• _Requirement a_:
From the listing below, pull out every line that contains the word "values".

• _Given passage_:
::::::

Conference rusure::math

    Here's a pretty pattern of 39 checkers for N=11.
    
	@ @ . . . . . @ @ . .
	@ . @ . . . @ . . @ .
	. @ . @ . . @ . . . @
	. . @ . @ . . @ . . @
	. . . @ . @ . @ . @ .
	. . . . @ @ @ . @ . .
	. @ @ . . @ . . . . .
	@ . . @ @ . . . . . . 
	@ . . . . @ . . . . @
	. @ . . @ . . . . @ .
	. . @ @ . . . . @ . .

>    Is the number of checkers O(N^2) for large N?

No, O(N^1.5) is an upper bound.

Suppose that we have a solution with C checkers.   Let n(i) be the number of
checkers in row i.   Every solution satisfies an inequality called Fred:

	sum(i=1..N)(n(i)(n(i)-1)) =< N(N-1)

Which is to say that each row books a certain subset of the unordered pairs of
columns, and that if Fred is false, the pigeonhole principle permits us to
conclude that some pair of columns is booked by two rows.

::::::

• _Records provided_:
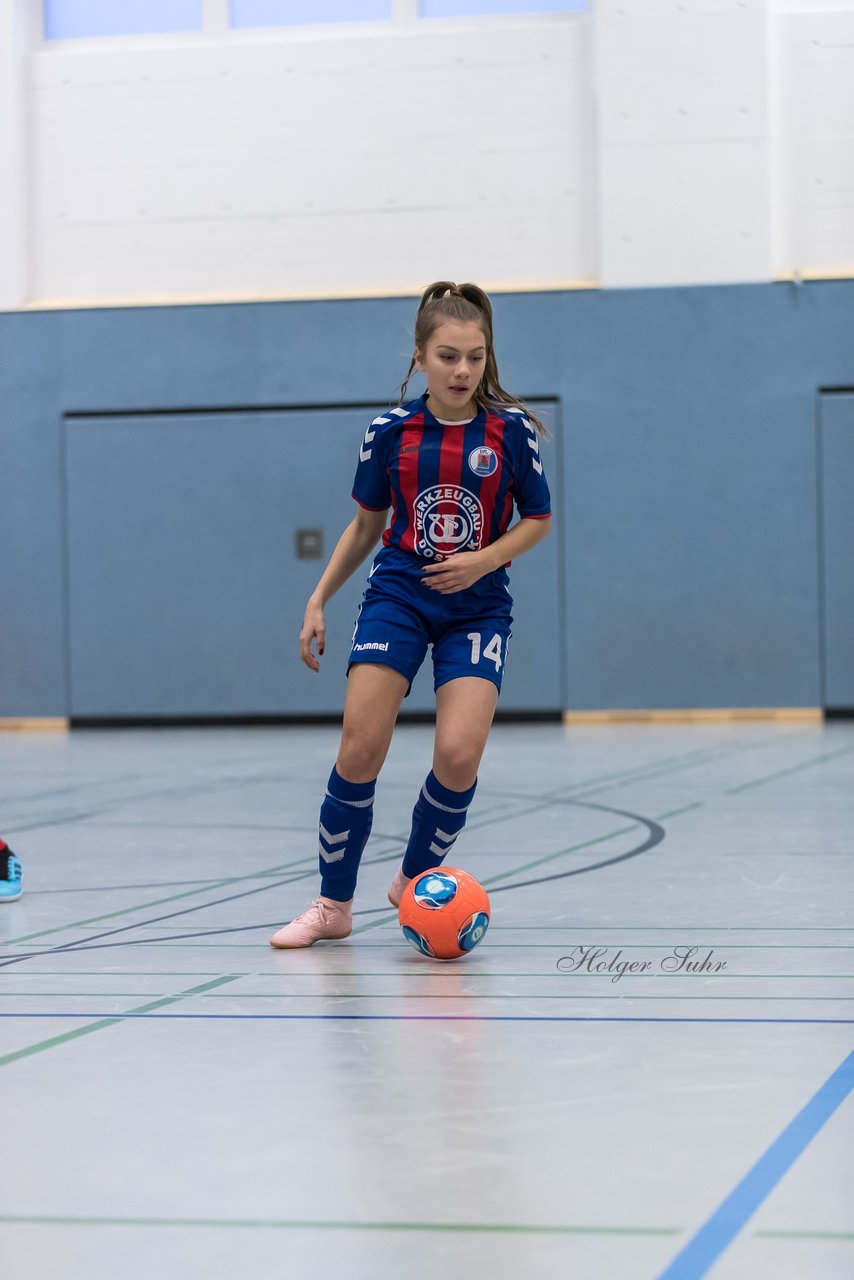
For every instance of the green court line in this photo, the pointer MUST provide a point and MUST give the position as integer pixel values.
(410, 973)
(141, 906)
(804, 1235)
(40, 1046)
(794, 768)
(322, 1225)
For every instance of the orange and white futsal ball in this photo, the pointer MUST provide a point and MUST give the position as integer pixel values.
(444, 913)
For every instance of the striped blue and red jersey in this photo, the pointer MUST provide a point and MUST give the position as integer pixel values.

::::::

• _Requirement b_:
Based on the checkers post above, do these statements agree with it? Answer yes or no for each, and quote the words that settle it. (i) The pattern shown uses 39 checkers for N=11. (ii) The post says the number of checkers is O(N^2) for large N. (iii) n(i) stands for the number of checkers in column i.

• _Complete response a_:
For every instance of the green court line in this photo, the pointer MUST provide a point and MUST give the position as integer pixel values.
For every instance of the orange and white futsal ball in this photo, the pointer MUST provide a point and MUST give the position as integer pixel values.
For every instance of the striped blue and red jersey in this photo, the pointer MUST provide a point and MUST give the position as integer pixel values.

• _Complete response b_:
(i) Yes: "Here's a pretty pattern of 39 checkers for N=11."
(ii) No: "No, O(N^1.5) is an upper bound."
(iii) No: "Let n(i) be the number of checkers in row i."